Task to complete
Set down word for word the part of the forum thread below on Claude's recent performance, starting with "https://marginlab.ai/trackers/claude-code/" and going on through "it has 5.4.".

Text
================================
Remix.run Logo
comboy 5 hours ago

Unrelated, but Claude was performing so tragically last few days, maybe week(s), but days mostly, that I had to reluctantly switch. Reluctantly because I enjoy it. Even the most basic stuff, like most python scripts it has to rerun because of some syntax error.

The new reality of coding took away one of the best things for me - that the computer always just does what it is told to do. If the results are wrong it means I'm wrong, I made a bug and I can debug it. Here.. I'm not a hater, it's a powerful tool, but.. it's different.

taspeotis 2 hours ago | parent | next [-]

https://marginlab.ai/trackers/claude-code/

bluegatty 4 hours ago | parent | prev | next [-]

Codex with 5.4 xhigh. It's a bad communicator but does the job.

elAhmo 2 hours ago | parent [-]

You mean codex (client) with GPT 5.4 xhigh? I am using Codex 5.3 (model) through Cursor, waiting for Codex 5.4 model as I had great experience so far with 5.3.

bluegatty an hour ago | parent [-]

yes codex. it has 5.4.

pacha3000 5 hours ago | parent | prev [-]

I'm the first to be tired of everyone, for every model, that says "uuuh became dumber" because I didn't believe them

... until this week! Opus is struggling worse than Sonnet those last two weeks.

saghm 3 hours ago | parent | next [-]

Forget the agent itself being dumber: right now I'm getting an "API error: usage limit exceeded" message whenever I try anything despite my usage showing as 26% for the session limit and 8% for the week (with 0/5 routines, which I guess is what this thread is about). This is with the default model and effort, and Claude Code is saying I need to turn on extra usage for it to work. Forget that, I just canceled my subscription instead.

There's utility in LLMs for coding, but having literally the entire platform vibe-coded is too much for me. At this point, I might genuinely believe they're not intentionally watering anything down, because it's incredibly believable that they just have no clue how any of it works anymore.

girvo 3 hours ago | parent | prev | next [-]

My favourite was, Opus 4.6 last night (to be fair peak IST time, late afternoon my time), the first prompt with a small context: jams a copy-pasted function in between a bunch of import statements, doesn't even wire up it's own function and calls it done. Wild, I've not seen failure states like that since old Sonnet 4

jpcompartir 4 hours ago | parent | prev | next [-]

Likewise, I foolishly assumed everybody else was just doing it wrong.
================================
Extracted material
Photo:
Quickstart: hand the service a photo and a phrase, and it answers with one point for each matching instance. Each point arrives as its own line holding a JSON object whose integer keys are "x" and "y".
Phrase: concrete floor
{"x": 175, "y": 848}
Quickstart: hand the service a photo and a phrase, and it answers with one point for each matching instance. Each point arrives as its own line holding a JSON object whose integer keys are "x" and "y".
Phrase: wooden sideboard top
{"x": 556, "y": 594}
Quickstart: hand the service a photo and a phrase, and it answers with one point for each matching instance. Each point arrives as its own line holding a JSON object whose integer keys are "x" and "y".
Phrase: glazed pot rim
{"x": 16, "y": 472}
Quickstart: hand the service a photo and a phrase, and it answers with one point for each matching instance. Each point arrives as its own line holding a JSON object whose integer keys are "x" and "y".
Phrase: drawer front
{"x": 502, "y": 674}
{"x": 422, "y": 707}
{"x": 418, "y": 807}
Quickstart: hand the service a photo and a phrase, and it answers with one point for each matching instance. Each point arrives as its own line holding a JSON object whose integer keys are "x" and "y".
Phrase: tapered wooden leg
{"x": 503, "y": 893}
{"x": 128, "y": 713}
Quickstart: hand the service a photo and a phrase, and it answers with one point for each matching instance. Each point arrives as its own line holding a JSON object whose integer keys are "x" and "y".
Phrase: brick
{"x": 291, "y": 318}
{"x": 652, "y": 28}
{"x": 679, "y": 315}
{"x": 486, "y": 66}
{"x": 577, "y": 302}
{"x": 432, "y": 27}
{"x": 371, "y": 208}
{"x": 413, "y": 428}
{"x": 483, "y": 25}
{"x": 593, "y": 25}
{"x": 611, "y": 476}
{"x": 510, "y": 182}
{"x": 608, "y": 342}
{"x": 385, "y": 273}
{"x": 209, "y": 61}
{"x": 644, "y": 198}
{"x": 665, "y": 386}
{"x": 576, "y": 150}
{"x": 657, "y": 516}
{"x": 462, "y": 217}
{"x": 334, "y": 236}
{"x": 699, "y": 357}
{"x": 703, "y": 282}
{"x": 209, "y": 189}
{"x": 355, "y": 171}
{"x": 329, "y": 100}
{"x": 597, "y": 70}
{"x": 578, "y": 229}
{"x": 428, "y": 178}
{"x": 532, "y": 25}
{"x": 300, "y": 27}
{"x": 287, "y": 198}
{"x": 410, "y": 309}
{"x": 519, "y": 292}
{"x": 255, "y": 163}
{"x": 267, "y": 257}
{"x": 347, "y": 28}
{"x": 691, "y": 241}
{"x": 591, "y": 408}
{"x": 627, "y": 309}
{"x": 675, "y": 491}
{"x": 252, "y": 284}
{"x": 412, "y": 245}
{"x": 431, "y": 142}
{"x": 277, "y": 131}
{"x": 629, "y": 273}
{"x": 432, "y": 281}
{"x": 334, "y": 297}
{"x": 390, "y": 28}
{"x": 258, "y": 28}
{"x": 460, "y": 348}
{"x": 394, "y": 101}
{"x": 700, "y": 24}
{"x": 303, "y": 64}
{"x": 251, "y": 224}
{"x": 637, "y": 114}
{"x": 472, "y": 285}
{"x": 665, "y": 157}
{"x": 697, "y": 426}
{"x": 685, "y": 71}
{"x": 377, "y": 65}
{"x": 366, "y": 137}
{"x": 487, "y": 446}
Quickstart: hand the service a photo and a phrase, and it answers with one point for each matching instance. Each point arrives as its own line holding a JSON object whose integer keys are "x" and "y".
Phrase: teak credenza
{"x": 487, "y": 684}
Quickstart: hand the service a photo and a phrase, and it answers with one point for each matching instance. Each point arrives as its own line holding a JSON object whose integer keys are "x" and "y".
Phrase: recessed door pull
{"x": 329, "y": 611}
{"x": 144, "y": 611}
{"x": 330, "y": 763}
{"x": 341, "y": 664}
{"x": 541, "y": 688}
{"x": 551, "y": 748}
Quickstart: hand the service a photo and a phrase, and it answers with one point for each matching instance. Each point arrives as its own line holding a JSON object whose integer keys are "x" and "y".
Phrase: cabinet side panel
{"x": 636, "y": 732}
================================
Solution for this exercise
https://marginlab.ai/trackers/claude-code/

bluegatty 4 hours ago | parent | prev | next [-]

Codex with 5.4 xhigh. It's a bad communicator but does the job.

elAhmo 2 hours ago | parent [-]

You mean codex (client) with GPT 5.4 xhigh? I am using Codex 5.3 (model) through Cursor, waiting for Codex 5.4 model as I had great experience so far with 5.3.

bluegatty an hour ago | parent [-]

yes codex. it has 5.4.